§ Requirement:
No images are to be carried over; print all other material exactly as it stands.

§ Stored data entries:
------------

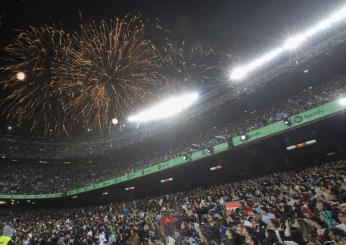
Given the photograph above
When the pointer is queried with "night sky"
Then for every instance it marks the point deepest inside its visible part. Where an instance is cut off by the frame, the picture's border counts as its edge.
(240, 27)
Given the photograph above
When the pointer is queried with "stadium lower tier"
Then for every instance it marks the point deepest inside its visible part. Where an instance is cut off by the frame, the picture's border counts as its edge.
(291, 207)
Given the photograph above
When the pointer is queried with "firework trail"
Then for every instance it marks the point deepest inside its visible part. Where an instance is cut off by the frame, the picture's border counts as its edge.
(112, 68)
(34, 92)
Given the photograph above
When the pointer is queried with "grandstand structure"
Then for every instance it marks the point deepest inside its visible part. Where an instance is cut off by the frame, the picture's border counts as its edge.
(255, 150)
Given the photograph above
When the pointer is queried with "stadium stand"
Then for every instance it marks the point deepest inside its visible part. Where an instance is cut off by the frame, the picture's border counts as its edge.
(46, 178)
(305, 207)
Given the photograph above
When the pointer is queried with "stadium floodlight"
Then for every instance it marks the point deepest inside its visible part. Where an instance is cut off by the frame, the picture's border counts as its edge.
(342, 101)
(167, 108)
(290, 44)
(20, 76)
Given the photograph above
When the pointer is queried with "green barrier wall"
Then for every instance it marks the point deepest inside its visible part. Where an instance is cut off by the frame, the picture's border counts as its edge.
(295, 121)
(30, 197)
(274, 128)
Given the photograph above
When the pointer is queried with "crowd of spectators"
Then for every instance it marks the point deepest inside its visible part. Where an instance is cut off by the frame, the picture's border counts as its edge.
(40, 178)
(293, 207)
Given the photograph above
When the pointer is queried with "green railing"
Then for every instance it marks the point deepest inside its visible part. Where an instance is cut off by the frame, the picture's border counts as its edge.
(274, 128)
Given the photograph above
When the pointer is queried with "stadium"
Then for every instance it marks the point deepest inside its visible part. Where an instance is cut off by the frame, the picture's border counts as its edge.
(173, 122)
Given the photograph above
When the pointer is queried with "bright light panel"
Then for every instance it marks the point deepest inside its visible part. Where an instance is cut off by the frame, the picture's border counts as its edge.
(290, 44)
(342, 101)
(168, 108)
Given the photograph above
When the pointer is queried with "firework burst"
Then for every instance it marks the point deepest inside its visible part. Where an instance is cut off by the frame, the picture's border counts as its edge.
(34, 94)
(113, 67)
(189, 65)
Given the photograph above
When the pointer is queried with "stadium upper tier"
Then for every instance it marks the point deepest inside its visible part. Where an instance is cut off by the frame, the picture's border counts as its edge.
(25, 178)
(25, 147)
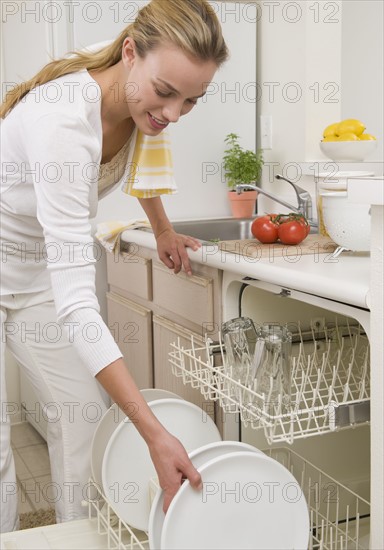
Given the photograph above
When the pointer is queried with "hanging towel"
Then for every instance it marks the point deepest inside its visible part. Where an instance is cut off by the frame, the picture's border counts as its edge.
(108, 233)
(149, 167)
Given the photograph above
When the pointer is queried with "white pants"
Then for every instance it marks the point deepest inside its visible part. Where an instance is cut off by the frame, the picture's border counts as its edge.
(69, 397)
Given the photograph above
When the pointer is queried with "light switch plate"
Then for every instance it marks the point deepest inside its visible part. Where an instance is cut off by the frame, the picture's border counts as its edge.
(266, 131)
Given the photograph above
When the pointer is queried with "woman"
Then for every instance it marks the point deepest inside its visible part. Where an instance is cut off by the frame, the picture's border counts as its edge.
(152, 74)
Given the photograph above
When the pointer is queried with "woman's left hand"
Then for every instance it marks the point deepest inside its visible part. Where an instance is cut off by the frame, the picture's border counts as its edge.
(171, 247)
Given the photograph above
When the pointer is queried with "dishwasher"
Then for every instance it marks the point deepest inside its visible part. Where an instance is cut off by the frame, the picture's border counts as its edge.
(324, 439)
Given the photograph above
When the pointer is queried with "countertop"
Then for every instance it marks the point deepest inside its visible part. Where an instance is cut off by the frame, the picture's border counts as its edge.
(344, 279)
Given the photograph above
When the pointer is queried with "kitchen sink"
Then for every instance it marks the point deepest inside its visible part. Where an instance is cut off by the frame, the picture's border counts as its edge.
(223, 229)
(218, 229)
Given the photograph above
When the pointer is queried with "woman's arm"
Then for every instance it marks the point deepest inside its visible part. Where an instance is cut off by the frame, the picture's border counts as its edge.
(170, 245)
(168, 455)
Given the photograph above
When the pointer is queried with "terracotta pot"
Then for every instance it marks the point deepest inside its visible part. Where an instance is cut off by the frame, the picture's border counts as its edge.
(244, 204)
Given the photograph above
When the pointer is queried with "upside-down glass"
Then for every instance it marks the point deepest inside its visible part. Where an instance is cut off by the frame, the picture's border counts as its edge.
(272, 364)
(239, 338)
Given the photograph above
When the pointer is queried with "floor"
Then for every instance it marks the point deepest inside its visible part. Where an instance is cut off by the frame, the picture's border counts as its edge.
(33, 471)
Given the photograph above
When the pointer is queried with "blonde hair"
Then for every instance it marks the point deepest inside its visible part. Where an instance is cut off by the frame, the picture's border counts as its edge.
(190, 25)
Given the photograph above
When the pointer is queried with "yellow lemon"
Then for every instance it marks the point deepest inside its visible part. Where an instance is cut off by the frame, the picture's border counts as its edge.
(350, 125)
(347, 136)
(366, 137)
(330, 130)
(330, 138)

------------

§ Correct response:
Given the photograph above
When the pointer is queried with "night sky"
Then for every instance it marks the point deepest inside its visible part. Where an instance is cut off by the frame, the picture's border counts as its edge.
(240, 27)
Given the photograph above
When the pointer is queried with "stadium lower tier"
Then for every instance it marks the point deepest inside its visible part. Where an instance is cut off by the frame, the picture's border counts as its edge.
(291, 207)
Given the photograph above
When the pointer is queried with "firework trail"
Then for every instance it marks the point deepest inside its visible part. Where an instance is cut off by the frame, the picture's border counts as its edge.
(112, 68)
(34, 92)
Given the photograph above
When the pointer is queried with "grandstand structure"
Then for every instance it marks the point deepest inside its visible part. Where an instance is cut off by the frame, the picture's border counts as its edge.
(255, 150)
Given the photograph above
When the pointer is queried with "stadium stand"
Then for every instance it marks the point deepest inside its visible part. Where an instance is cut off by the frame, the picture's border counts as its edge.
(46, 178)
(305, 207)
Given the photograph above
When the pointer is queried with "stadium floodlight"
Then for every instance it marks the point deepest inside its visible part. Where an instance is cut off by the frame, the picture's border counts as its edge.
(342, 101)
(167, 108)
(290, 44)
(20, 76)
Given the photograph above
When the pointer is queried with "green barrier wall"
Then for every instance it marks the point deepest inside its visible part. Where an instance is cut off by the frame, the picture's border counts as its edge.
(295, 121)
(30, 197)
(274, 128)
Given the photograph above
When the pointer is queried with "crowd of spectators"
Then for every instance it marks the point deepest inside its visible part. Where an instance is cut off by the frame, the picture's border counts as its edge.
(40, 178)
(293, 207)
Given the photograph above
When the pointer is queried with "green railing"
Then for every instance it marks the point deepest inside its visible part. Where an instance is cut off by the frame, the picture's border counts as its edge.
(274, 128)
Given the photograph above
When the pointer is queried with "stadium"
Then for every instance it marks the point deepest inside its visible part. Where an instance is cut off by the frame, the picture's border counts as its edge.
(173, 122)
Given the photograph above
When the pointer is queried with "bright light panel"
Then for every instance it marks the point deepest inside its visible part. Where an instance is cut off by the frame, the picture's border counts as its edge.
(290, 44)
(342, 101)
(168, 108)
Given the photograph above
When the pointer is queried with "firework burst"
Then for every instance it marks the point deepest inside its visible part. Where an instance is cut off by the frame, the picture's border counts as its edge.
(34, 94)
(113, 67)
(189, 65)
Given the photograph above
When the pointer is queried with "stadium upper tier"
Then for every instance it marks the point deepest inside its visible part. Where an instance is cut off by the frame, the picture's border counts as its edge.
(25, 178)
(25, 147)
Given the photograph above
When the pointer is queried with "hanging towel"
Then for every instance it marks the point deepest inside its visible part. Where an instance is cut off by the frame, the picture's border counts as its edge.
(108, 233)
(149, 167)
Given the photograph above
When the pointer is queried with "white pants"
Then for every instance it marks the point deepest inside its visible part. Where an instance is cut off by the frame, the picture's border counts as its edge.
(69, 397)
Given the photograph above
When the pointer is queried with "light switch plate"
Then for every instance it marks the point deepest inside its visible part. Where an instance is cut off by the frame, the picture's border counts as its edge.
(266, 131)
Given the photograph above
When the pointer is queried with "woman"
Then for every instance it marks the point deepest inside its visible part. Where an instance is cut off by the frame, the picture's border counts as its edge.
(152, 74)
Given the photograph above
When the pointer is queried with "woman's left hand"
Then for every instance it marks the point deepest inside its visible part. Where an instance is cut off by the frame, the picture's border counts as its edge.
(171, 247)
Given the photograph above
When the pointer is queried with "dishwasher"
Then for every instance it marks the point deepest inside its visible part. Where an instance is cut off by the frame, the picture's border counts as its edge.
(324, 439)
Given the photograph above
When the pointer is queried with "countertop"
Then for every instance it marks the point deepest inside its visible part. Where an instance is cut off by the frame, the picture's border counts as its edge.
(344, 279)
Given the photograph above
When the pointer is queried with "kitchen sink"
Then for every instance it marks the point deepest inside its visible part. Where an instance is cut off by the frame, the picture's border counts as its edge.
(223, 229)
(218, 229)
Given the photograph above
When the pointer is queried with "woman's arm"
Then for every instance it marks the point deepest inside its visible part. Where an instance is cut off by the frame, the picture's border counts as its edge.
(170, 245)
(168, 455)
Given the photograph above
When the pointer is queried with "terracotta pot"
Then for every instance it marks the point deepest inside its visible part. Where an instance is cut off by the frame, the picture's border counts as its edge.
(244, 204)
Given the photograph above
When the pointer is queried with "upside-down glass"
Then for every instance it marks the point deepest inside its visible part. Where an instance is cut off by the frame, the picture's border counts as its edge.
(272, 364)
(239, 338)
Given the photograph above
When the pointer is queried with "floor"
Then for every instance it marks the point deepest inside its visible part. Where an instance is cut off by the frame, the picture's border counts as its edge.
(33, 471)
Given the photograph above
When the pointer is queried with "blonde hair"
Then for every instance it marks the point deepest inside its visible part. Where an instance is cut off by the frame, the picture's border counts as its edge.
(190, 25)
Given the photograph above
When the pointer is queried with "yellow lemon"
Then for every instance it marks the point deepest inside its visible part. Where an instance is cut off by the frame, the picture's border counts as its edge.
(350, 125)
(347, 136)
(366, 137)
(330, 130)
(330, 138)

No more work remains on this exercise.